Lines of data
------------
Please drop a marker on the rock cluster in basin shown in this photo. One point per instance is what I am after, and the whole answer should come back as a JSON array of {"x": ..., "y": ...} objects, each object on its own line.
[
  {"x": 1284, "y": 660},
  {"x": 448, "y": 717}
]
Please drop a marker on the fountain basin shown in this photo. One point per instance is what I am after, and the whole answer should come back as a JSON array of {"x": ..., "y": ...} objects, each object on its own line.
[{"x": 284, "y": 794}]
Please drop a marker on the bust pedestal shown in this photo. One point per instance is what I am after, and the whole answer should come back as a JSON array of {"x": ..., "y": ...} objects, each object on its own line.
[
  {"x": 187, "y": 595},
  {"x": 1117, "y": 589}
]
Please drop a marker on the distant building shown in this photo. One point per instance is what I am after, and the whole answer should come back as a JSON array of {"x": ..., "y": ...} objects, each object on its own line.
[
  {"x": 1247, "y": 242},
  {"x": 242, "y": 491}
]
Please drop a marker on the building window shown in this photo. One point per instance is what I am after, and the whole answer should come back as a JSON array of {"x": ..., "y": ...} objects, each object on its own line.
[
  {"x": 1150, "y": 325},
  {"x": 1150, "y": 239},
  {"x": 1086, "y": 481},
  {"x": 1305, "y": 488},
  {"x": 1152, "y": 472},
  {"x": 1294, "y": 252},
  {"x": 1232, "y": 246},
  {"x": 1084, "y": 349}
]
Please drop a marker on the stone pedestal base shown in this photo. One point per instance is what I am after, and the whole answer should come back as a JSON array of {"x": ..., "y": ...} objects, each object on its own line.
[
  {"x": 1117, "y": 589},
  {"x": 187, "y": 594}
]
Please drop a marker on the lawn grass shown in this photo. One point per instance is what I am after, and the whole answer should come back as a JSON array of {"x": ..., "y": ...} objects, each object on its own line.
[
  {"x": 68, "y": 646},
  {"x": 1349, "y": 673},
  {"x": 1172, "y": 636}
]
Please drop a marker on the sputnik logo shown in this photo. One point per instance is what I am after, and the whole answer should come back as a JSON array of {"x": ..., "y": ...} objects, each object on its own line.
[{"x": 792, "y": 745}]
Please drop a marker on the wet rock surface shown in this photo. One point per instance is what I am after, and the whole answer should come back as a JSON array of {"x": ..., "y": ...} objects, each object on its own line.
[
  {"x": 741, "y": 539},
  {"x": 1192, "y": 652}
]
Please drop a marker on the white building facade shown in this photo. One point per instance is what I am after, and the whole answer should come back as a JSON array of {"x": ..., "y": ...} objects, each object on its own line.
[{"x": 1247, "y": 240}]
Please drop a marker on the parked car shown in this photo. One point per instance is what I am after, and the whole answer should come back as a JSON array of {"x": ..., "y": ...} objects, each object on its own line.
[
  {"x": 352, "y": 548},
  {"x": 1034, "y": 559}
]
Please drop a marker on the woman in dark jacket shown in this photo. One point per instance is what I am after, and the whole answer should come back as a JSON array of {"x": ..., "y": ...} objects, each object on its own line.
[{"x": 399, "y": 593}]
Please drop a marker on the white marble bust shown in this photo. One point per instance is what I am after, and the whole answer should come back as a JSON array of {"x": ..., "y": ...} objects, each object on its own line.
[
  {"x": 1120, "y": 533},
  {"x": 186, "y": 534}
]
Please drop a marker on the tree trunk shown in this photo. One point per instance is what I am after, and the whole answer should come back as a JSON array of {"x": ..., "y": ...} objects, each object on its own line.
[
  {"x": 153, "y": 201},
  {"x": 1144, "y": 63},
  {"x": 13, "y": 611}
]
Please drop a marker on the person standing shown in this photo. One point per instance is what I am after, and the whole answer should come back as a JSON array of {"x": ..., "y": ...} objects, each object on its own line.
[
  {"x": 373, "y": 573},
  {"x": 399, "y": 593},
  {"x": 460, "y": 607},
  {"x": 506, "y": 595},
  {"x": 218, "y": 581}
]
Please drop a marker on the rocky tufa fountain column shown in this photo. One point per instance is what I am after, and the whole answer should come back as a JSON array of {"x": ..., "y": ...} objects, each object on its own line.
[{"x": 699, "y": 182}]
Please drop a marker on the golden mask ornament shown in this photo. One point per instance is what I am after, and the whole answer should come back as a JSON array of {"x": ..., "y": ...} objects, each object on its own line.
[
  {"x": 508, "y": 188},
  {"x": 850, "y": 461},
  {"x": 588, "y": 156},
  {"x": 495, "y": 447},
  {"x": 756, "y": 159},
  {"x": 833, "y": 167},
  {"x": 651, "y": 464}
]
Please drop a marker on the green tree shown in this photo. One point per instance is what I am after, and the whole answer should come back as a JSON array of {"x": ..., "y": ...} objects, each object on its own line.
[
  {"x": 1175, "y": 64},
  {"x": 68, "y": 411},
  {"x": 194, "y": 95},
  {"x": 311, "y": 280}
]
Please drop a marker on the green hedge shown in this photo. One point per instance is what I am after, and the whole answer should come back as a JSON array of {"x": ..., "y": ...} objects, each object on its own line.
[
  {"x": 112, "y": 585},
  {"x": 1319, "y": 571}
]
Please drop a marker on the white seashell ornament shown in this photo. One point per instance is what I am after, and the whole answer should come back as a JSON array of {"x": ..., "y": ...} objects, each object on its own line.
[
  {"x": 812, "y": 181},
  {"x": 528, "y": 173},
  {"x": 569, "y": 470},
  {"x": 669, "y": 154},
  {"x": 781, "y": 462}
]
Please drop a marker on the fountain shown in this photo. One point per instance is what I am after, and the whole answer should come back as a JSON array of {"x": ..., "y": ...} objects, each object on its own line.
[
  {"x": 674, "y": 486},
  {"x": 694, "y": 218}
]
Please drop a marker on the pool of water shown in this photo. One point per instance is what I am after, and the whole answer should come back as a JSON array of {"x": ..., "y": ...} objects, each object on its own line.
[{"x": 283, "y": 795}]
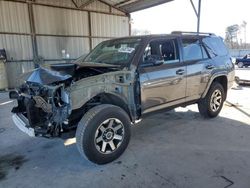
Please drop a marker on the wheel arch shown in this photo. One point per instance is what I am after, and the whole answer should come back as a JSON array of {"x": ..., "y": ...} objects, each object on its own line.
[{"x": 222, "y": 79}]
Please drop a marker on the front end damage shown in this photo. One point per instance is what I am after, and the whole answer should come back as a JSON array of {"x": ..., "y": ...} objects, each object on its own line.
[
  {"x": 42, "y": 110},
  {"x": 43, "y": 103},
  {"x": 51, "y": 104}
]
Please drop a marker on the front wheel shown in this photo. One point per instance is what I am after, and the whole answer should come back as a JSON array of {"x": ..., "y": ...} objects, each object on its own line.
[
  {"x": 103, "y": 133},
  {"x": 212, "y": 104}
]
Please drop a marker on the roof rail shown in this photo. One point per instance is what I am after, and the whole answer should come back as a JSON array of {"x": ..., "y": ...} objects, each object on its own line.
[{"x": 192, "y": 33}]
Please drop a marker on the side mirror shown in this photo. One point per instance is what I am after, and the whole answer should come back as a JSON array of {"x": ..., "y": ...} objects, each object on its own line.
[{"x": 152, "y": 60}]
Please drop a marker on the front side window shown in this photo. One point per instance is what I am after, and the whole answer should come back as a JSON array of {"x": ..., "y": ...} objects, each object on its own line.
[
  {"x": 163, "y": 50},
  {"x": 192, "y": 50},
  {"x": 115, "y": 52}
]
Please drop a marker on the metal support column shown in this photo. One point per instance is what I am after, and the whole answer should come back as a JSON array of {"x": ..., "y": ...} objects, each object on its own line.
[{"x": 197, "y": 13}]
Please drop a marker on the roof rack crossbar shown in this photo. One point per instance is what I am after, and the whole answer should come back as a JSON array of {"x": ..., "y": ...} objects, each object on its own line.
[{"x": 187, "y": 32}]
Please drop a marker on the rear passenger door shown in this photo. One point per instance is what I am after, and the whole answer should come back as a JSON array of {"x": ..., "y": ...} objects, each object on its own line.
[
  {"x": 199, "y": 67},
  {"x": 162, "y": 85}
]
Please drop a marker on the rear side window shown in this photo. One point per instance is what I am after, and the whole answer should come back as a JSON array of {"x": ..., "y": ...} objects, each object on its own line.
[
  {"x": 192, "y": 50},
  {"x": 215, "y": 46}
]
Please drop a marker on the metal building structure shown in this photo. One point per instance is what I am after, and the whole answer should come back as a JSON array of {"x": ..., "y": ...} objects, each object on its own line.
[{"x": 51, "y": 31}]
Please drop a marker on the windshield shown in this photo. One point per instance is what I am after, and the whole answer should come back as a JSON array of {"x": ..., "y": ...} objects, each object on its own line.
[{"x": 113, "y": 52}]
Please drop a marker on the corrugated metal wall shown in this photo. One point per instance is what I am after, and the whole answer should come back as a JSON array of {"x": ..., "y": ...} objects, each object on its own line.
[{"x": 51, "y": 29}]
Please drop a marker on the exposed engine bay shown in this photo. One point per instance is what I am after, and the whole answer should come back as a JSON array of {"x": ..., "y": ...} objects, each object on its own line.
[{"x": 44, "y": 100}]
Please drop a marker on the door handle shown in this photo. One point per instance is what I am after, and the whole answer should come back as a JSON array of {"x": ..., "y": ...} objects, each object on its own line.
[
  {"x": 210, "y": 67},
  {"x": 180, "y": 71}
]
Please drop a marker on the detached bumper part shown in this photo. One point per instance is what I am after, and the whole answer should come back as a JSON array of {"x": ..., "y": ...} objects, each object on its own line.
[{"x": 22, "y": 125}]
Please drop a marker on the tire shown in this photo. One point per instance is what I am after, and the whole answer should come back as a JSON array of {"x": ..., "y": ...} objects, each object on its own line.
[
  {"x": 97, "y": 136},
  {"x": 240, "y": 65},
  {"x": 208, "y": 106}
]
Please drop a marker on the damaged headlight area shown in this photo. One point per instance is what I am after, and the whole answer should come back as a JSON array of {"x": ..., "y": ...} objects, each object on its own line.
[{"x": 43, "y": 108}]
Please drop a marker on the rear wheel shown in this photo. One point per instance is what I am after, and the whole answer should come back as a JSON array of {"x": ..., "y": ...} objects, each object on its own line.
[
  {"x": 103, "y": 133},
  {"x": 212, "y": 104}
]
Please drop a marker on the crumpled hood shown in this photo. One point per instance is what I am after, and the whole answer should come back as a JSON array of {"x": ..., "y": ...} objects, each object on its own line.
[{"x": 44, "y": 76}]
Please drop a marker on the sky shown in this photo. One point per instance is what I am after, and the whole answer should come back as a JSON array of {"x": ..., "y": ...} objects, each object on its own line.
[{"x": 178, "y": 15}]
------------
## SET TASK:
Copy only the stretch running from the line containing "Please drop a marker on the tire" to the final line of the entries, both ends included, exactly as it stands.

## TASK SOLUTION:
Please drop a marker on the tire shown in this photo. One point per instance is what I am after, and the whole answer should come back as a JSON array of {"x": ..., "y": ...} objects, each object on its own line.
[
  {"x": 97, "y": 136},
  {"x": 240, "y": 65},
  {"x": 208, "y": 106}
]
Please drop a marker on the damaged headlight area shown in this photo. One point per instance is what I am after, and the whole answer should come back as a JSON array of {"x": ..., "y": ...} objects, each object on its own line.
[{"x": 43, "y": 108}]
Please drop a marker on the rear wheel shown in this photo. One point per instance is what I am after, and the whole answer should come back as a JSON array of {"x": ..., "y": ...} objects, each object on its own line.
[
  {"x": 103, "y": 133},
  {"x": 212, "y": 104}
]
Please drop a marker on the crumpled hood shown in this photo. One point per instance is what I am after, and the whole answer should come back as a JSON array of {"x": ..., "y": ...} objects, each object on its own line.
[{"x": 44, "y": 76}]
Please drop a marker on the sky shown in this photo. One point per instance is what I am after, and the whole answer should come back as a JSON array of {"x": ..., "y": ...} objects, each object on its own line.
[{"x": 178, "y": 15}]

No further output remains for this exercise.